_Material for the task_
——

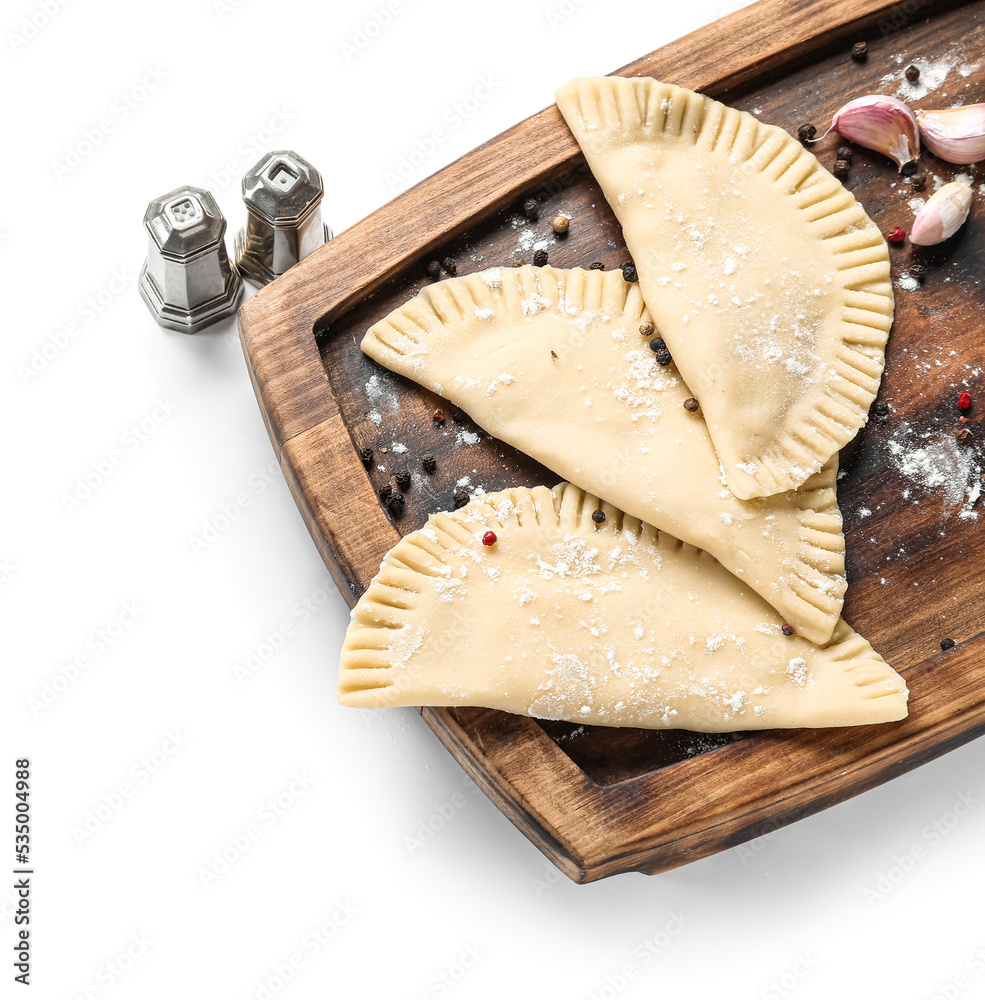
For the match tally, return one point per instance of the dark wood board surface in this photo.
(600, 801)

——

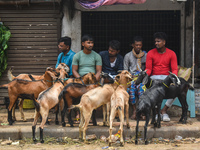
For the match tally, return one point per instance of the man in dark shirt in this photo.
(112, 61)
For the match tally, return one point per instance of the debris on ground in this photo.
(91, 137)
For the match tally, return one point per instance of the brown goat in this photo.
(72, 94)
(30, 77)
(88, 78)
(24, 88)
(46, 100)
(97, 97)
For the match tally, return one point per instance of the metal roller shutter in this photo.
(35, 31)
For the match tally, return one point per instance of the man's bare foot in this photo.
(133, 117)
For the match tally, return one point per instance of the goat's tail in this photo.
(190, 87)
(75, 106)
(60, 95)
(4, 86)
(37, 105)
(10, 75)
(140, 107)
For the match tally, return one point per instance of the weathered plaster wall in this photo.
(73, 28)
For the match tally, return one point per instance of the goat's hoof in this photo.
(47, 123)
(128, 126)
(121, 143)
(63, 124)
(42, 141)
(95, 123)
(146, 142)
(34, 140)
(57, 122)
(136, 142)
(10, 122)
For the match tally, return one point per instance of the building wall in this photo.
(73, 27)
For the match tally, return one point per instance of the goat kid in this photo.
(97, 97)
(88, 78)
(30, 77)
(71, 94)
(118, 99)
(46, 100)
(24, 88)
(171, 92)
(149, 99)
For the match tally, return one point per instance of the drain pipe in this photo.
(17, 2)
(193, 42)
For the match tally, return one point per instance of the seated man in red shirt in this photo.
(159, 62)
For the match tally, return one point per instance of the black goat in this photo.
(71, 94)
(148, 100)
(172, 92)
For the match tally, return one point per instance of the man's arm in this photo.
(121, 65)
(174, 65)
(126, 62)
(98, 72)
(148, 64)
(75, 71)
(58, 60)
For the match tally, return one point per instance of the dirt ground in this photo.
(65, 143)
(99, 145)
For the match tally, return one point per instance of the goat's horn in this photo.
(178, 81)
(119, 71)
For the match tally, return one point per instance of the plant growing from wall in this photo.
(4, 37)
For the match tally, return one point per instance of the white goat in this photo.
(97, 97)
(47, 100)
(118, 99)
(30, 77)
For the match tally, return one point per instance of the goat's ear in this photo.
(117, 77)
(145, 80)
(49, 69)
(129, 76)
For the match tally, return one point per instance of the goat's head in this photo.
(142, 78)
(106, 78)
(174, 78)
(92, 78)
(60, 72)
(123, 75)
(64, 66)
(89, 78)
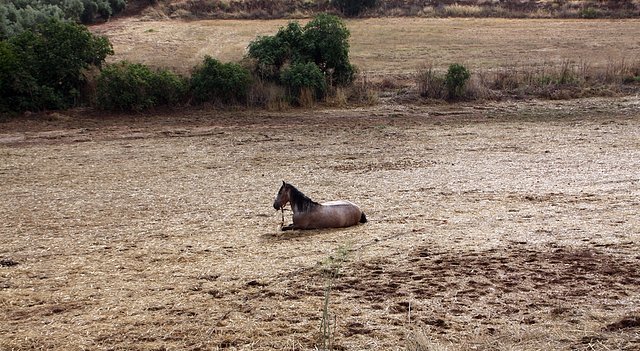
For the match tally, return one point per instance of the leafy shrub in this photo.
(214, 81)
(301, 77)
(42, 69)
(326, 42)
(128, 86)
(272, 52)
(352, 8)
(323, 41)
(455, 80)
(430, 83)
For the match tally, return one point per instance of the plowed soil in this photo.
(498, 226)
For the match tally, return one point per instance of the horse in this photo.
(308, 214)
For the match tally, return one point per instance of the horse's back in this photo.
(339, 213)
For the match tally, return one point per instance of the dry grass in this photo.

——

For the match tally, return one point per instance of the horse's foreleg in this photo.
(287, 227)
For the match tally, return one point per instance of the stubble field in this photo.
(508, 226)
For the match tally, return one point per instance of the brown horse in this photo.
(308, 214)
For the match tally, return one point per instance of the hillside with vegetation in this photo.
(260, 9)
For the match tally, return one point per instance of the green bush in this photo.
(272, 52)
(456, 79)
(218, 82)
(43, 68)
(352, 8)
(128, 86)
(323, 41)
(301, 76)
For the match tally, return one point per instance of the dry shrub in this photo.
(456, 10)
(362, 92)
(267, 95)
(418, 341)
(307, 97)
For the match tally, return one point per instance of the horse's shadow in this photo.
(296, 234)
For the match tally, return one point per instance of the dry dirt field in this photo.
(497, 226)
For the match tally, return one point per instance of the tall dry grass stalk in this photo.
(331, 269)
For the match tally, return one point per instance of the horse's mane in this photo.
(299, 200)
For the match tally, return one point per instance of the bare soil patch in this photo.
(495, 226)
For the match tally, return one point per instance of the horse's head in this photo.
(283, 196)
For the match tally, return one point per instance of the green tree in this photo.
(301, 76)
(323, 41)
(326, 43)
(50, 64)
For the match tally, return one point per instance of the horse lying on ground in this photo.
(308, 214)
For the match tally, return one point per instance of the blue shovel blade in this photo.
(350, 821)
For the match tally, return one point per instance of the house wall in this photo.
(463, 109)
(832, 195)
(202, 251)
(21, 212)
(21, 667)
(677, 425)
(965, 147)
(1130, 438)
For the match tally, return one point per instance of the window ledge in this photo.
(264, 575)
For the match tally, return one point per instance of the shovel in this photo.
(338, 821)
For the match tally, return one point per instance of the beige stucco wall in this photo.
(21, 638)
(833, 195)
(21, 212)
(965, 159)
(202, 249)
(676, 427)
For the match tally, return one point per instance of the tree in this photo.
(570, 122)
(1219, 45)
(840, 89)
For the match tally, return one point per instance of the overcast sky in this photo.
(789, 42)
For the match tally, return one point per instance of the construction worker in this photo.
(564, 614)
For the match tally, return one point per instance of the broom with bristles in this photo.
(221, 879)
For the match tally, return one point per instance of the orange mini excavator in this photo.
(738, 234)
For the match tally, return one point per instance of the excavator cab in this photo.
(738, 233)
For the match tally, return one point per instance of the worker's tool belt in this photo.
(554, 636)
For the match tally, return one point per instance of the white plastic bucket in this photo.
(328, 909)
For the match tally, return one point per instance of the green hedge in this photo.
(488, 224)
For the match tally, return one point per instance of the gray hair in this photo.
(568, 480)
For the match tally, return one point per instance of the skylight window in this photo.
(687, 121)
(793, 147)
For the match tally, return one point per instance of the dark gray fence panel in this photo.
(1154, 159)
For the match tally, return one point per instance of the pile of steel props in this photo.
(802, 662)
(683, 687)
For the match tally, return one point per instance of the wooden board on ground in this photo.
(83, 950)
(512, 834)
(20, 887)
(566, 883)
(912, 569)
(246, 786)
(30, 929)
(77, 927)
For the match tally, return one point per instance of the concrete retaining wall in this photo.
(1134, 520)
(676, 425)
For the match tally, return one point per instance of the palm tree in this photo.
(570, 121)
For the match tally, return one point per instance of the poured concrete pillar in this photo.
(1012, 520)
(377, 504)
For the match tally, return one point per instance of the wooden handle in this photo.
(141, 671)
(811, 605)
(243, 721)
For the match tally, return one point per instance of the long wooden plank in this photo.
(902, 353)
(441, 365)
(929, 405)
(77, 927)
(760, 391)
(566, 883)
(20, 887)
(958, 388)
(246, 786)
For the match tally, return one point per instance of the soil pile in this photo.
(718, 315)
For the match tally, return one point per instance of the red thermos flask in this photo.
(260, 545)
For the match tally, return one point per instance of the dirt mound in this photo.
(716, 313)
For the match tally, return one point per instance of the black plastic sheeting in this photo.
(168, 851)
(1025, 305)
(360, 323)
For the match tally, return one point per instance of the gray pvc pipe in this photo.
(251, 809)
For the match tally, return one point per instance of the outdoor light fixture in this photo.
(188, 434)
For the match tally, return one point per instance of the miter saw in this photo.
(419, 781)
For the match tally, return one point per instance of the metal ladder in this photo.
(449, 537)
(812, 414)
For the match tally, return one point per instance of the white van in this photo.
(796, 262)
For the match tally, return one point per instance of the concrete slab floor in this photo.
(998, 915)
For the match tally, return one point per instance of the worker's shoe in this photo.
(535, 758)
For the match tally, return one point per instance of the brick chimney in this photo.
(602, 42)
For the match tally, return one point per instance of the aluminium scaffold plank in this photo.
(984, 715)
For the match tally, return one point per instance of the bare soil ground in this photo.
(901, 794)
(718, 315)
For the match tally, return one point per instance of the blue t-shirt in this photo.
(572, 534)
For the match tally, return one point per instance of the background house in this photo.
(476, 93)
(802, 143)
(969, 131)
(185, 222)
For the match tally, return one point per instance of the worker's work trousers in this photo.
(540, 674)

——

_What the task asks_
Edit the lines between the one holding "leafy shrub in this photo." and the one holding "grass in this photo.", inclusive, by changing "plowed soil" to "tilled soil" and leaving everything else as it is. Return only those lines.

_Solution below_
For the match tally, return one point per instance of the leafy shrub in this photo.
(214, 81)
(301, 77)
(42, 69)
(326, 42)
(128, 86)
(272, 52)
(352, 8)
(323, 41)
(455, 80)
(430, 83)
For the match tally, return one point per instance of the tilled soil in this photo.
(498, 226)
For the match tally, return one point per instance of the horse in this photo.
(308, 214)
For the match tally, return one point per instance of the horse's back in this photo.
(339, 213)
For the match tally, return one point per instance of the dry grass in this photo.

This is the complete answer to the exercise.